Aphrodisias Antik Kenti Kazı Çalışmaları
Arkeolojik Kazı Doğal ve Kültürel Miras Yerleşim Kazısı UNESCO Dünya Miras Alanı
-
2020
Karia olarak bilinen antik bölgenin iç kesimlerinde bulunmaktadır. Yakın çevresinde yer alan ve günümüze iyi durumda korunagelen diğer antik kentler kuzeydoğusundaki Hierapolis (Pamukkale) ve Laodikea ile kuzeybatısındaki Nysa’dır. Örenyeri bugün Aydın’ın Karacasu ilçesine bağlı Geyre Mahallesi’nde bulunmaktadır. Ziyaret saatleri kışın 08:30-17:00, yazın 08:00-19:00’dur ve haftanın her günü ziyarete açıktır. Örenyeri giriş bileti alan içerisindeki müze ziyaretini de kapsamaktadır.
Bu muhteşem antik kent, 09. 07. 2017’de UNESCO Dünya Mirası Listesi'ne kaydedilmiştir. 2019 yılında 92.400 kişi alanı ziyaret etmiştir. Antik dünyanın en büyük süs havuzu ve en iyi korunmuş stadyumlarından biri burada yer almaktadır. Aphrodisias, iyi korunmuş mermer ocakları, örenyeri içerisindeki antik dünyaya ün salmış heykeltıraşlık okulu ve örenyeri içerisindeki müzede sergilenen heykelleri ile Roma dönemi heykeltıraşlık sanatının tüm işlemlerini baştan sona detaylı bir şekilde anlamamızı sağlamaktadır.

- Kayıtlı bilgiler -
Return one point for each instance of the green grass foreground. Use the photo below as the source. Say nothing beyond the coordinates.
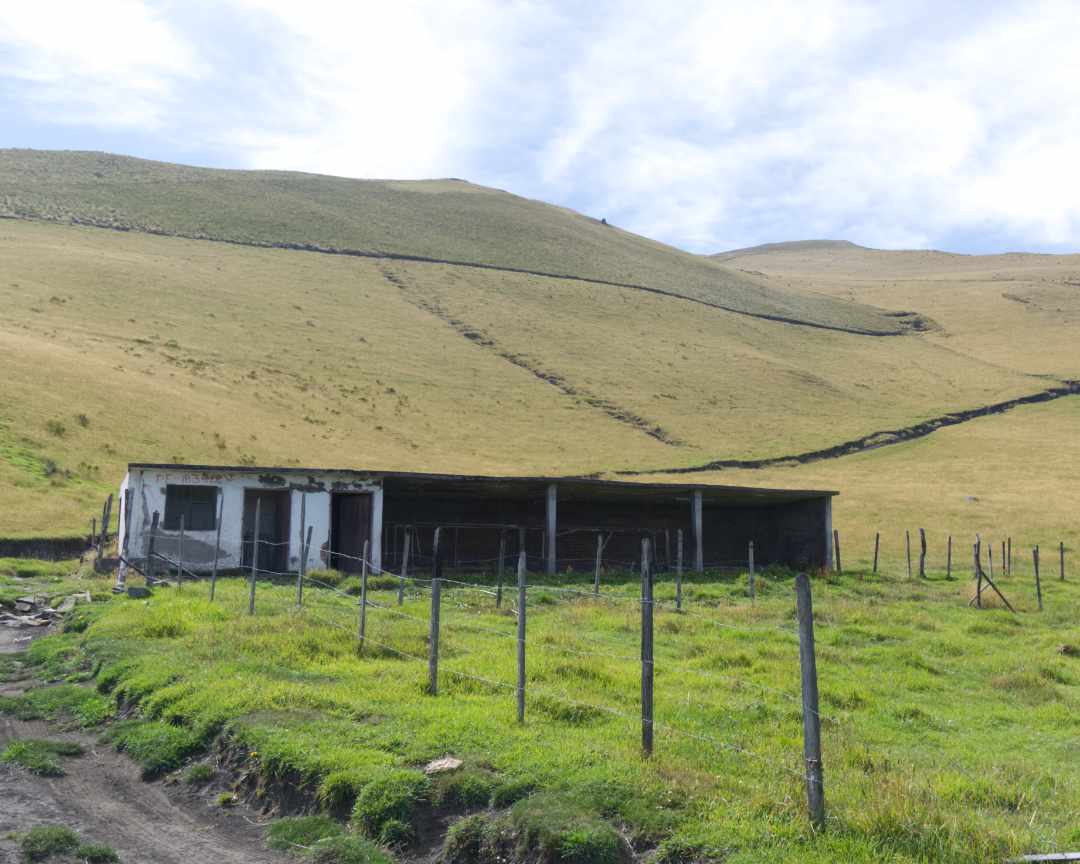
(949, 733)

- Alıştırma yönergeleri -
**1)** Aphrodisias metninde "Aphrodisias Antik Kenti" ifadesinden "ziyaretini de kapsamaktadır." ifadesine kadar olan kısmı olduğu gibi yazar mısınız?
**2)** Aphrodisias metnine göre yakın çevrede yer alan ve günümüze iyi durumda korunmuş antik kentler hangileridir?
**3)** Aphrodisias metnini kaldığı yerden sürdürür müsünüz?

- Görev cevapları -
**1)**
Aphrodisias Antik Kenti Kazı Çalışmaları
Arkeolojik Kazı Doğal ve Kültürel Miras Yerleşim Kazısı UNESCO Dünya Miras Alanı
-
2020
Karia olarak bilinen antik bölgenin iç kesimlerinde bulunmaktadır. Yakın çevresinde yer alan ve günümüze iyi durumda korunagelen diğer antik kentler kuzeydoğusundaki Hierapolis (Pamukkale) ve Laodikea ile kuzeybatısındaki Nysa’dır. Örenyeri bugün Aydın’ın Karacasu ilçesine bağlı Geyre Mahallesi’nde bulunmaktadır. Ziyaret saatleri kışın 08:30-17:00, yazın 08:00-19:00’dur ve haftanın her günü ziyarete açıktır. Örenyeri giriş bileti alan içerisindeki müze ziyaretini de kapsamaktadır.

**2)** Hierapolis (Pamukkale), Laodikea, Nysa

**3)**
Tarihçe
MÖ beşinci binyıldan (Geç Kalkolitik Çağ) itibaren iskân gördüğü bilinen Aphrodisias, MÖ II. yüzyılın başlarında, Hellenistik dönemde Seleukos krallarının teşviğiyle Menderes Vadisi'ni çevreleyen bölgede görülen yoğun kentleşme sürecinin başlangıcında bir Yunan şehir devleti olarak kurulmuştur. Şehir yönetimi MÖ I. yüzyıl boyunca Roma Cumhuriyeti’nin Anadolu’da yaptığı çarpışmalar esnasında her zaman Roma’nın tarafını tutmuş ve neticede sadakati nedeniyle Roma senatosunca MÖ 39 yılında çeşitli ayrıcalıklarla ödüllendirilmiştir. Özerklik, vergilerden muafiyet ve kutsal alanında sığınma hakkından oluşan bu ayrıcalıklar (eleutheria, ateleia, asylia) kentin gelecekteki refahının temelini oluşturmuştur. Hatırı sayılır ilk Aphrodisiaslı, MÖ 39 yılında karşımıza çıkan C. Julius Zoilos’tur. Octavianus-Augustus’un eski bir kölesi olan Zoilos gıpta edilen bu ayrıcalıkların sağlanmasında büyük olasılıkla aracı görevi üstlenmiş ve işleri idare etmek üzere memleketi Aphrodisias’a gönderilmiştir. Şüphesiz, MÖ 30’lu yıllar boyunca ve 20’li yılların içlerine kadar şehrin en nüfuzlu şahsiyetidir. Aphrodisias’ın en erken mermer yapıları bu döneme aittir ve Zoilos’un eserleridir.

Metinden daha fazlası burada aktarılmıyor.